MATERIALS PROVIDED:
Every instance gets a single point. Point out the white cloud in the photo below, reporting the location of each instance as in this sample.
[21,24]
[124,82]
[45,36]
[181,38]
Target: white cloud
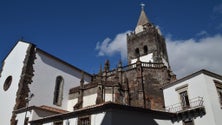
[185,56]
[109,47]
[188,56]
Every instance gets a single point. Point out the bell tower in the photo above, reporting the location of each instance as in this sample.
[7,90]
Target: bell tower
[146,42]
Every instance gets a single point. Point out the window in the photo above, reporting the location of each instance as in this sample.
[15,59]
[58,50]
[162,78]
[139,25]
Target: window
[58,92]
[26,121]
[16,122]
[137,52]
[7,83]
[189,122]
[145,49]
[84,121]
[184,100]
[219,90]
[58,123]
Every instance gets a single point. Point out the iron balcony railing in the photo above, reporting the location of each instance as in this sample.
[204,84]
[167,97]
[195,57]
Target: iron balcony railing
[193,103]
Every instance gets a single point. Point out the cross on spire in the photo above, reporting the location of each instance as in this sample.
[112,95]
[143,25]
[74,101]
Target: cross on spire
[142,5]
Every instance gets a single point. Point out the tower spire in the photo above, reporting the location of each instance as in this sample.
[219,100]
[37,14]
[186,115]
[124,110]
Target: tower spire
[143,18]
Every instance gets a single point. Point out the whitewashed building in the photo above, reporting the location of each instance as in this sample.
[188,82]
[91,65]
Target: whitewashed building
[195,99]
[40,89]
[31,75]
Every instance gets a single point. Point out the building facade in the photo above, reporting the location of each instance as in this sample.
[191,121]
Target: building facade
[195,99]
[27,72]
[40,89]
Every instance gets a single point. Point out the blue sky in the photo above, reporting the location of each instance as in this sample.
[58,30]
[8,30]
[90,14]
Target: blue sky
[86,33]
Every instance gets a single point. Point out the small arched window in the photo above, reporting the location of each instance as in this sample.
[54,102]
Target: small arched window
[58,92]
[137,52]
[7,83]
[145,49]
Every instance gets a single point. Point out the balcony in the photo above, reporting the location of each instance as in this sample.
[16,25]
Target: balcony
[193,110]
[178,107]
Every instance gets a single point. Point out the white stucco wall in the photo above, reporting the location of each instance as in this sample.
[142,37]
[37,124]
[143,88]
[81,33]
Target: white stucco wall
[12,66]
[46,69]
[89,100]
[146,58]
[198,86]
[108,97]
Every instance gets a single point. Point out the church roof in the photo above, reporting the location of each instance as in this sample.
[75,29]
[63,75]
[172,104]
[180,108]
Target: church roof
[104,107]
[143,19]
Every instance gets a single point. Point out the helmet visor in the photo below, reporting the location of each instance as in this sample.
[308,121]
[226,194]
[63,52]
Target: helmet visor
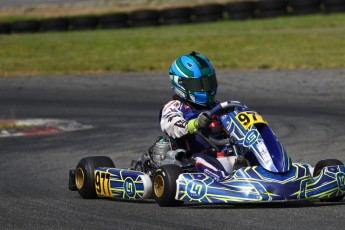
[200,84]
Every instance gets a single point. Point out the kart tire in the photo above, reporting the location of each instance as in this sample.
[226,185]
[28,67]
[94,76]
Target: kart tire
[317,170]
[164,185]
[84,174]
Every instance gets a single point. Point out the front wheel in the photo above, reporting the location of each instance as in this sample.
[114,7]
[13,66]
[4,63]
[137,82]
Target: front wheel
[317,170]
[84,174]
[164,185]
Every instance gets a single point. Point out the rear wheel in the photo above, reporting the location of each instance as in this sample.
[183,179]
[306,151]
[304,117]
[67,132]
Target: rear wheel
[84,174]
[317,170]
[164,185]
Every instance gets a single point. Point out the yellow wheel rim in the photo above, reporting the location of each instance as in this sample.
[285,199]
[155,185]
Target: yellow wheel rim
[79,178]
[159,185]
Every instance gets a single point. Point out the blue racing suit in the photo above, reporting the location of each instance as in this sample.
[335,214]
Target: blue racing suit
[173,121]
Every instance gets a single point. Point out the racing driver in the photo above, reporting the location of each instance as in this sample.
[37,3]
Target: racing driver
[185,119]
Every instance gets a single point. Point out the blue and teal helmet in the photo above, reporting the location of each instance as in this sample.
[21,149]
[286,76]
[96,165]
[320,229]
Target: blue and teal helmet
[193,78]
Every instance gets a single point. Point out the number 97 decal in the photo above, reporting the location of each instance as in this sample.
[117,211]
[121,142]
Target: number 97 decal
[102,183]
[249,118]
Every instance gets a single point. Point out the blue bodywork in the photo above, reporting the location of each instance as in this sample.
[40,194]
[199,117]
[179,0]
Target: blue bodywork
[271,177]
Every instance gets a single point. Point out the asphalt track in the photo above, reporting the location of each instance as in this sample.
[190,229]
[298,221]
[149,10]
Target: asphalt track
[304,107]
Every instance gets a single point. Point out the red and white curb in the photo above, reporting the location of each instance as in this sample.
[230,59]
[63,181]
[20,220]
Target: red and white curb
[30,127]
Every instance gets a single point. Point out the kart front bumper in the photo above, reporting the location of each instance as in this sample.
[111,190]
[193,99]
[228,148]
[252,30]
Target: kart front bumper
[255,184]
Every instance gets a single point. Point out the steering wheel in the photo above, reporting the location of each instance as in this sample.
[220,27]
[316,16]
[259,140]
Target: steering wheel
[218,108]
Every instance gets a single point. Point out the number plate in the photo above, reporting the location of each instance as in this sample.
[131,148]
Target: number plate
[249,118]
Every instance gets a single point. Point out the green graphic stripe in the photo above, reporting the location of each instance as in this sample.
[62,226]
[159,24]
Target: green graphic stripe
[183,68]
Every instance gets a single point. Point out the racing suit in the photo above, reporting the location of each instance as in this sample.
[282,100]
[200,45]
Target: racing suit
[173,121]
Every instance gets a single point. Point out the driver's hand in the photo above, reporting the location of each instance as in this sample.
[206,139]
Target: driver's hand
[203,121]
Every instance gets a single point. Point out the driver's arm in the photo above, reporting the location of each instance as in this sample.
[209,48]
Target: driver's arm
[174,124]
[172,120]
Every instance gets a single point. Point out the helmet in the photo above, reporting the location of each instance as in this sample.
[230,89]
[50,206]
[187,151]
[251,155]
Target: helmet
[193,78]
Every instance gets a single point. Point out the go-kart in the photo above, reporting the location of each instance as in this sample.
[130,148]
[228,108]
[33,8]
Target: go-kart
[169,177]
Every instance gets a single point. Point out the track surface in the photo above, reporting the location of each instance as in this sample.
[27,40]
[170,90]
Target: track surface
[305,109]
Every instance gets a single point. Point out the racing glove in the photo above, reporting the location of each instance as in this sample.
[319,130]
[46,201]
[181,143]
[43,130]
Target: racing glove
[201,122]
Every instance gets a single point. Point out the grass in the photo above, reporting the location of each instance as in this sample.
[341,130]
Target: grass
[315,41]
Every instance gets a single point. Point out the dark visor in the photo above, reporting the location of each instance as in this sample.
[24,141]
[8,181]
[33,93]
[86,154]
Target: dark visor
[206,83]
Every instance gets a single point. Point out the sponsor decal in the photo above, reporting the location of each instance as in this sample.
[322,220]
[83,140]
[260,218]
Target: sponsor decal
[264,151]
[129,187]
[251,137]
[102,183]
[196,189]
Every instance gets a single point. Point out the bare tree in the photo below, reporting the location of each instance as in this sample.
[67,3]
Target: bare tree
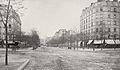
[5,16]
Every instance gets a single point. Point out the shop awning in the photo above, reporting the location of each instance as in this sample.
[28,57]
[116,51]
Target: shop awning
[117,41]
[90,41]
[98,41]
[109,42]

WHAT IS NEEDED:
Reproduce each record from above exactly; pictures do not belong in the copy.

OUTPUT OF THE EXERCISE:
Every instance gets a single point. Point out the white cloud in the photo below, reporting the location of each instance as in this sample.
[21,24]
[124,82]
[45,36]
[181,38]
Target: white cloud
[185,56]
[109,47]
[188,56]
Every instance gets a single point. Point out the bell tower in the photo above, reporting the location of each instance as in this sample.
[7,90]
Target: bell tower
[146,42]
Every instance gets a single point. Point out the window in the photo above, reporting the location of each instance as in this sample.
[15,59]
[58,50]
[162,78]
[139,25]
Target: window
[58,92]
[26,121]
[16,122]
[137,52]
[7,83]
[189,122]
[145,49]
[84,121]
[184,100]
[219,90]
[58,123]
Every instance gets a single point. Point out the iron balcony railing in the photo above, reporting the location of each instance as in this sample.
[204,84]
[167,97]
[195,57]
Target: iron balcony railing
[193,103]
Every instance gets a single point. Point out the cross on spire in the photo above, reporting the location of each instance as in this sample.
[112,95]
[143,25]
[74,101]
Target: cross on spire
[142,5]
Every instance gets a single point. Point out the tower spire in the photo above, reporting the location of each instance as in this sample.
[219,100]
[37,14]
[186,115]
[124,110]
Target: tower spire
[143,18]
Every instance gets a single point. Point out the whitewashed building in the photo above, reporting the location of each instance as in this sample.
[188,82]
[91,65]
Target: whitewashed building
[195,99]
[40,89]
[31,75]
Every instance gets a single point. Point out the building facade in the photo above, reporting the location of each instance as in this sample.
[191,121]
Target: building facade
[195,99]
[27,72]
[40,89]
Every instance gets a single point. Point out the blue sky in the photo above, reporting the location of each instance as in this sample.
[58,30]
[8,30]
[90,14]
Target: blue sky
[86,33]
Every instance gets a single point. Point out the small arched window in the photo above, reporting the location of each instance as in this sample.
[54,102]
Target: small arched window
[58,92]
[137,52]
[7,83]
[145,49]
Every instance gets a single point. Point out the balcony in the photo above, reporting the location of each instance as in this sample.
[16,25]
Target: balcony
[193,110]
[178,107]
Every instance gets a single point. Point out the white stucco wall in the photo above, reporting the location of each instance as in this sample.
[142,37]
[37,124]
[143,88]
[81,33]
Target: white stucco wall
[12,66]
[46,69]
[89,100]
[146,58]
[198,86]
[108,97]
Every instance gets a single point. Point out the church roof in the photo above, reporting the location of each instance as in this sample.
[75,29]
[63,75]
[172,104]
[180,108]
Target: church roof
[104,107]
[143,19]
Every instance gets a single point. Point out the helmet visor in the photo below, reporting the location of each instance as in this sample.
[308,121]
[226,194]
[63,52]
Target: helmet visor
[200,84]
Every instance gets a single point. Point out the kart tire in the photo above, reporting the location of each instance as in this sample.
[226,185]
[28,67]
[94,76]
Target: kart tire
[317,170]
[164,185]
[84,174]
Every instance gets a single point. Point out the front wheel in the photo above, reporting the location of each instance as in this sample.
[114,7]
[13,66]
[4,63]
[137,82]
Target: front wheel
[317,170]
[84,174]
[164,185]
Every instance gets a single point. Point out the rear wheel in the photo above, reporting the location of each instance as in this sample.
[183,179]
[306,151]
[304,117]
[67,132]
Target: rear wheel
[84,174]
[317,170]
[164,185]
Every instance gets a single point. Point out the yellow wheel rim in the photo above, reporting the location of each instance as in this sample.
[285,199]
[155,185]
Target: yellow wheel rim
[79,178]
[159,185]
Every instance gets a single point. Point out the blue racing suit in the photo above, reporting the location of each instance as in this sample.
[335,214]
Target: blue racing suit
[173,121]
Every instance gets a single point. Point out the racing driver in the photo above, reporting the location of each instance as in this sample.
[37,3]
Target: racing driver
[185,119]
Every instance gets a single point. Point out the blue and teal helmet in the photo above, reporting the location of each instance as in this sample.
[21,149]
[286,76]
[96,165]
[320,229]
Target: blue and teal helmet
[193,78]
Every instance gets a single point. Point out the number 97 decal in the photo above, reporting the location of each instance as in this sample.
[117,211]
[121,142]
Target: number 97 decal
[102,183]
[249,118]
Every instance gets a single point. Point out the blue bodywork in the photo above, reporting the location of each instance as in this sample.
[40,194]
[199,117]
[179,0]
Target: blue bodywork
[271,177]
Every instance gets a single point. Point out the asphalt track in the photo above, reporting the location of each instance as in this sample.
[190,229]
[298,221]
[149,10]
Target: asphalt track
[304,107]
Every instance gets a single point. Point out the red and white curb in the photo above, reporting the location of each instance as in this sample.
[230,59]
[63,181]
[20,220]
Target: red and white curb
[30,127]
Every instance gets a single point. Point out the kart front bumper in the photo above, reporting the location of each instance as in this sample.
[111,190]
[193,99]
[228,148]
[252,30]
Target: kart front bumper
[255,184]
Every instance gets a single point. Point out the steering wheel in the photo above, reporting the location of each instance as in this sample.
[220,27]
[316,16]
[259,140]
Target: steering wheel
[218,108]
Every instance gets a single point. Point out the number plate in the photo above, reporting the location of each instance as in this sample.
[131,148]
Target: number plate
[249,118]
Every instance gets a single point. Point out the green graphic stripe in the photo above, reporting the location of each instance as in this sample.
[62,226]
[159,24]
Target: green graphic stripe
[183,68]
Every instance gets a single point. Point out the racing suit in the photo above, reporting the location of each instance as in this sample.
[282,100]
[200,45]
Target: racing suit
[173,121]
Every instance gets a single point. Point out the driver's hand in the photo above, reporting the location of each instance as in this sample.
[206,139]
Target: driver's hand
[203,121]
Every instance gets a single point. Point out the driver's arm in the photo above, reporting the location of each instance as in this sample.
[209,48]
Target: driver's arm
[174,124]
[172,120]
Every instance gets a single point. Point out the helmet in the photo above, reporting the location of each instance as in this sample.
[230,89]
[50,206]
[187,151]
[251,155]
Target: helmet
[193,78]
Every instance gets a single point. Point out the go-kart in the photo above, reporting the location of each instance as in this sample.
[130,148]
[228,108]
[33,8]
Target: go-kart
[169,177]
Every instance gets a single point. Point out the track surface in the photo above, reporting the location of each instance as in this sample.
[27,40]
[170,90]
Target: track surface
[305,109]
Every instance gets a single point. Point out the racing glove in the photo above, reporting the location of each instance as in this sample.
[319,130]
[46,201]
[181,143]
[43,130]
Target: racing glove
[201,122]
Every instance gets a single point. Point out the grass in the photo above, reporting the location of each instance as in this sample.
[341,130]
Target: grass
[315,41]
Every instance gets a single point. Point out the dark visor in the photo above, reporting the location of each instance as in this sample.
[24,141]
[8,181]
[33,93]
[86,154]
Target: dark visor
[206,83]
Every instance gets a single point. Point out the sponsor decal in the photo above, reporting the location of each instance as in this sample.
[322,220]
[83,140]
[260,218]
Target: sponsor decal
[264,151]
[129,187]
[251,137]
[102,183]
[196,189]
Every instance gets a single point. Point out the bare tree in the photo below, reporting the location of each instance as in this sample.
[67,3]
Target: bare tree
[5,16]
Every instance gets a single point. Point out the shop awning in the photo above, reporting the location of each instance as in this sample.
[28,57]
[116,51]
Target: shop awning
[117,41]
[90,41]
[98,41]
[109,42]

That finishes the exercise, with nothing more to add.